* Exercise goal: Every line below should be copied out exactly.

* Available records:
------------------------------------
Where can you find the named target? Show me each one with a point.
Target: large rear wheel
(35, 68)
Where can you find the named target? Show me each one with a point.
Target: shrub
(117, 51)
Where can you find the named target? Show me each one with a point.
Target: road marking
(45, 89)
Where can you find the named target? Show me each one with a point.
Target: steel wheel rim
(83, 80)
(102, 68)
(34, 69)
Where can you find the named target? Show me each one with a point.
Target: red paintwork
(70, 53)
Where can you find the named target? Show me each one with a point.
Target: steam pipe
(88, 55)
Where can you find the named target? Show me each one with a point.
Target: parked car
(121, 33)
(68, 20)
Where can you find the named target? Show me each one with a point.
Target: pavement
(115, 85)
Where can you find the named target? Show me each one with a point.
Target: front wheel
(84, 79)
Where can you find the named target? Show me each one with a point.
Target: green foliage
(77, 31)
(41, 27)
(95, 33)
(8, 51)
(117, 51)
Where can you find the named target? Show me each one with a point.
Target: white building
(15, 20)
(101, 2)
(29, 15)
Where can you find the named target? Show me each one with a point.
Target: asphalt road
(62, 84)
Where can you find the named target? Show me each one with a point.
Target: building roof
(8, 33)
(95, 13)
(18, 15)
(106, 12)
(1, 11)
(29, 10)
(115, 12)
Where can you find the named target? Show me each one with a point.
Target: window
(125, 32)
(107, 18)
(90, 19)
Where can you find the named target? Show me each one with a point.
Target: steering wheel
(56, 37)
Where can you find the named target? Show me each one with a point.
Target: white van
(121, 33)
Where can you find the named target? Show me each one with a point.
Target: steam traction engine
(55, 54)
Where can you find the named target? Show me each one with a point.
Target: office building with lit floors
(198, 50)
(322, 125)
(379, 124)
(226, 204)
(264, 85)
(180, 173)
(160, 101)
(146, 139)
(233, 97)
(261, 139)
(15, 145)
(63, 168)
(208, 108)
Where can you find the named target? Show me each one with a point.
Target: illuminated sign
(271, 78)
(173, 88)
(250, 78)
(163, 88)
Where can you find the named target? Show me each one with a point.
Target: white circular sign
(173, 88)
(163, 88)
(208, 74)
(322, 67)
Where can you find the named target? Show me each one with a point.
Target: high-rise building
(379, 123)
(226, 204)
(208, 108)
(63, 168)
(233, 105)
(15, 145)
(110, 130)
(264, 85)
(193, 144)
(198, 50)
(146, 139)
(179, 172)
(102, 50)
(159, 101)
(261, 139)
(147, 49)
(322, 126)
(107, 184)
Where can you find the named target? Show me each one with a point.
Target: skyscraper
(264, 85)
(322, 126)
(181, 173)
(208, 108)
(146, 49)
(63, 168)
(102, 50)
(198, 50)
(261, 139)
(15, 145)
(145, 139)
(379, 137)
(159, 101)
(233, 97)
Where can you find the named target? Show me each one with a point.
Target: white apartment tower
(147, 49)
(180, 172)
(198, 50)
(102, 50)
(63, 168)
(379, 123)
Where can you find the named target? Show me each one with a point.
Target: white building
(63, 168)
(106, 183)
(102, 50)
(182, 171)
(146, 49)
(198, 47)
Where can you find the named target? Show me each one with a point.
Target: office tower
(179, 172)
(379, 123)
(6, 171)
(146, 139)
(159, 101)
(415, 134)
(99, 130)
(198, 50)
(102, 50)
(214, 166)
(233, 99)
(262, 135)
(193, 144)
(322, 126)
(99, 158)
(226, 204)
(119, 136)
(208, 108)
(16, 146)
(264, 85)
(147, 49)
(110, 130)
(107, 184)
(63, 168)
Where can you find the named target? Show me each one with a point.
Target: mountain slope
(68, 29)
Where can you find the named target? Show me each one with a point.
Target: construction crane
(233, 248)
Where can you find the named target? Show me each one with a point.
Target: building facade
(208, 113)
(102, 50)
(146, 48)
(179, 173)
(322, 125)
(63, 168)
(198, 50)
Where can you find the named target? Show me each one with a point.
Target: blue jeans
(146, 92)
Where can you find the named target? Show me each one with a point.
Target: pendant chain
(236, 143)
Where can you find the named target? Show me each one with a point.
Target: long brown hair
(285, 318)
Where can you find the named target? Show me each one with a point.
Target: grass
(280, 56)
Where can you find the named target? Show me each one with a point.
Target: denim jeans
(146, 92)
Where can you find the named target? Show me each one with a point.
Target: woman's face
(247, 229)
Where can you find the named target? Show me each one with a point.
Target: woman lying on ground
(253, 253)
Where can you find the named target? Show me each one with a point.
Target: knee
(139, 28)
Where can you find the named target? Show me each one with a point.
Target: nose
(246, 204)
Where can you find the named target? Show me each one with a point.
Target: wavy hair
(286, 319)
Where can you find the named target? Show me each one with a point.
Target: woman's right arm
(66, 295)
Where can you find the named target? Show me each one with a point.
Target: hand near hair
------------------------------------
* Solution to this task:
Where can you find the named target? Show me each one with a point.
Target: large rear wheel
(35, 68)
Where can you find the named target? Show me each one with a point.
Target: shrub
(117, 51)
Where can you find the named target? Show me each one with a point.
Target: road marking
(45, 89)
Where can you find the named target? Show me each one with a point.
Target: steel wheel rim
(83, 80)
(102, 68)
(34, 69)
Where can you find the named target? Show me each one with a point.
Target: red paintwork
(70, 53)
Where can you find the named target? Show me each one with a point.
Target: steam pipe
(88, 55)
Where can you find the named target? Show me each one with a point.
Target: parked car
(121, 33)
(68, 20)
Where can you find the named target? Show me each one with a point.
Target: pavement
(115, 85)
Where can you find the named target? Show me each one with a point.
Target: front wheel
(84, 79)
Where can you find the named target? Show me each one with a point.
Target: green foliage
(77, 31)
(41, 27)
(95, 33)
(8, 51)
(117, 51)
Where can you find the named target? Show me each one with a point.
Target: white building
(15, 20)
(101, 2)
(29, 15)
Where can you find the named target? Show me each one with a point.
Target: asphalt road
(62, 84)
Where can you find the named target? Show me each one with a point.
Target: building roof
(8, 33)
(95, 13)
(18, 15)
(106, 12)
(1, 11)
(29, 10)
(115, 12)
Where can you find the named target? Show me each one with a point.
Target: window
(125, 32)
(107, 18)
(90, 19)
Where can you find the named target? Show me each one with a point.
Target: steering wheel
(56, 37)
Where can you find the named target? Show me each one with a point.
Target: white van
(121, 33)
Where can you find the named target? Show me each one with a point.
Target: steam traction engine
(55, 54)
Where can you find the named target? Show me each one with a point.
Target: office building with lit floors
(198, 50)
(322, 125)
(379, 124)
(226, 204)
(264, 85)
(180, 173)
(160, 101)
(146, 139)
(233, 97)
(261, 139)
(15, 145)
(63, 168)
(208, 108)
Where can you find the named target? Show me each one with a point.
Target: illuminated sign
(271, 78)
(173, 88)
(250, 78)
(163, 88)
Where can you find the named target? Show me each one with a point.
Target: white circular sign
(173, 88)
(163, 88)
(208, 74)
(322, 67)
Where can you find the named target? Show me each one with a point.
Target: high-rise building
(379, 123)
(226, 204)
(208, 108)
(63, 168)
(233, 105)
(15, 145)
(110, 130)
(264, 85)
(193, 144)
(198, 50)
(146, 139)
(179, 172)
(102, 50)
(159, 101)
(261, 139)
(147, 49)
(322, 126)
(107, 184)
Where can you find the named target? Show me each one with a point.
Target: skyscraper
(264, 85)
(322, 126)
(181, 173)
(208, 108)
(146, 49)
(63, 168)
(102, 50)
(198, 50)
(261, 139)
(15, 145)
(145, 139)
(379, 137)
(159, 101)
(233, 97)
Where can you find the named target? Show me each one with a point.
Target: white apartment tower
(147, 49)
(180, 172)
(198, 50)
(102, 50)
(63, 168)
(379, 123)
Where can you find the named target? Show me each one with a point.
Target: white building
(63, 168)
(106, 183)
(102, 50)
(182, 171)
(146, 49)
(198, 47)
Where can you find the named target? Show me each one with a point.
Target: office tower
(179, 172)
(379, 123)
(6, 171)
(146, 139)
(159, 101)
(415, 134)
(99, 130)
(198, 50)
(102, 50)
(214, 166)
(233, 99)
(262, 135)
(193, 144)
(322, 126)
(99, 158)
(226, 204)
(119, 136)
(208, 108)
(16, 146)
(264, 85)
(147, 49)
(110, 130)
(107, 184)
(63, 168)
Where can you find the named target? Show me each one with a point.
Target: mountain slope
(68, 29)
Where can you find the named target? Show me each one with a point.
Target: construction crane
(233, 248)
Where can you find the named target? Show me each one with a point.
Target: building facade
(208, 113)
(102, 50)
(146, 48)
(179, 173)
(322, 125)
(63, 168)
(198, 50)
Where can you find the named target? Show me each one with a point.
Target: blue jeans
(146, 92)
Where can you find the named target? Show me each one with a point.
Target: pendant chain
(236, 143)
Where can you find the named target? Show me each one with a point.
Target: long brown hair
(285, 318)
Where can you find the named target? Show me each one with a point.
Target: grass
(280, 56)
Where can you find the named target? Show me each one with a point.
Target: denim jeans
(146, 92)
Where can you find the named target? Show me each one with a point.
Target: woman's face
(247, 229)
Where can you find the named target? Show me each one with a point.
Target: woman lying on ground
(253, 253)
Where can you find the named target? Show me each one with a point.
Target: knee
(139, 28)
Where can you find the named target? Show me each one with a point.
Target: nose
(246, 204)
Where can you find the named target? Show me each one with a point.
Target: wavy hair
(286, 319)
Where can you find the named target? Show me each one with a point.
Target: woman's right arm
(66, 295)
Where can you find the named target? Show me each one with a point.
Target: hand near hair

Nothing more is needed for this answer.